··· Material provided

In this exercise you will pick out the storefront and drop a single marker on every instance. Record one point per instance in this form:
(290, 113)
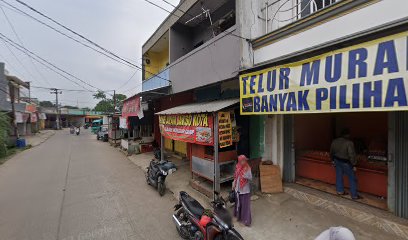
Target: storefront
(137, 126)
(211, 131)
(362, 87)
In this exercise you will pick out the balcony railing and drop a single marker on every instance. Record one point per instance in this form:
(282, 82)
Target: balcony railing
(157, 81)
(282, 12)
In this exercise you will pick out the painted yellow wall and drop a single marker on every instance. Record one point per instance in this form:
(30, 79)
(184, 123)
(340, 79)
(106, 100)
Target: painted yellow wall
(158, 61)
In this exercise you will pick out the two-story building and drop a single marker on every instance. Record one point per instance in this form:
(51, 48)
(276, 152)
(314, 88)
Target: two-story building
(315, 67)
(25, 113)
(192, 61)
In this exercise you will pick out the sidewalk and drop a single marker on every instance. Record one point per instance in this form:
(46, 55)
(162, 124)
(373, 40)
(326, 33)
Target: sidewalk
(39, 137)
(275, 216)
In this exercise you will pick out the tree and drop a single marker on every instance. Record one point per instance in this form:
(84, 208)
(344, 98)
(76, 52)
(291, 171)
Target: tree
(47, 104)
(70, 107)
(100, 95)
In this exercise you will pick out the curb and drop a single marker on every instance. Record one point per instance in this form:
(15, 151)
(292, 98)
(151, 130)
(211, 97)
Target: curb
(358, 212)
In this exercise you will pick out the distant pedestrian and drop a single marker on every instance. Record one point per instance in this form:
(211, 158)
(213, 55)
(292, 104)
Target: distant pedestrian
(336, 233)
(241, 185)
(343, 155)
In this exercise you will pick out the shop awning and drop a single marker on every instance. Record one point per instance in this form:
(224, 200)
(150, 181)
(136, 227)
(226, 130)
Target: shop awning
(204, 107)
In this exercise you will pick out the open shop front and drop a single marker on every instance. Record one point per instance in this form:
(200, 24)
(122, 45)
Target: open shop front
(313, 135)
(136, 124)
(211, 130)
(363, 88)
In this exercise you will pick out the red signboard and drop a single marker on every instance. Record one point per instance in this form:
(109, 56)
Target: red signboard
(33, 117)
(192, 128)
(131, 107)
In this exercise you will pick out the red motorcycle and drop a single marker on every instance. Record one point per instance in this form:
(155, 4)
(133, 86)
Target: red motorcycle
(193, 222)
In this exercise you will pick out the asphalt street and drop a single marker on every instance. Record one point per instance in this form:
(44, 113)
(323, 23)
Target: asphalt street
(75, 188)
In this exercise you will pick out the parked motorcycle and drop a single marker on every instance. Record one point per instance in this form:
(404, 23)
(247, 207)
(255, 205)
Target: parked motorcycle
(157, 173)
(193, 222)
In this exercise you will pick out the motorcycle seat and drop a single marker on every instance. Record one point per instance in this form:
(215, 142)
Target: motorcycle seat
(192, 205)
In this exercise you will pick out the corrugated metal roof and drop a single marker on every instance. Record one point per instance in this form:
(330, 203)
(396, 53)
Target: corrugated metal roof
(204, 107)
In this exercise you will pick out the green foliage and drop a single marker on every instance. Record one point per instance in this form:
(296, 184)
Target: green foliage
(100, 95)
(106, 105)
(70, 107)
(4, 128)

······

- What you are asked to do
Only the lines from the one containing "Target: corrugated metal roof" through the end of the listing should be copied, and they should be copied exactly.

- Response to this exercise
Target: corrugated metal roof
(204, 107)
In this exercise you will pick out the green foliage and drop a single marker on every instance. Record one point per instance in this form:
(296, 184)
Target: green foliage
(100, 95)
(106, 105)
(70, 107)
(4, 128)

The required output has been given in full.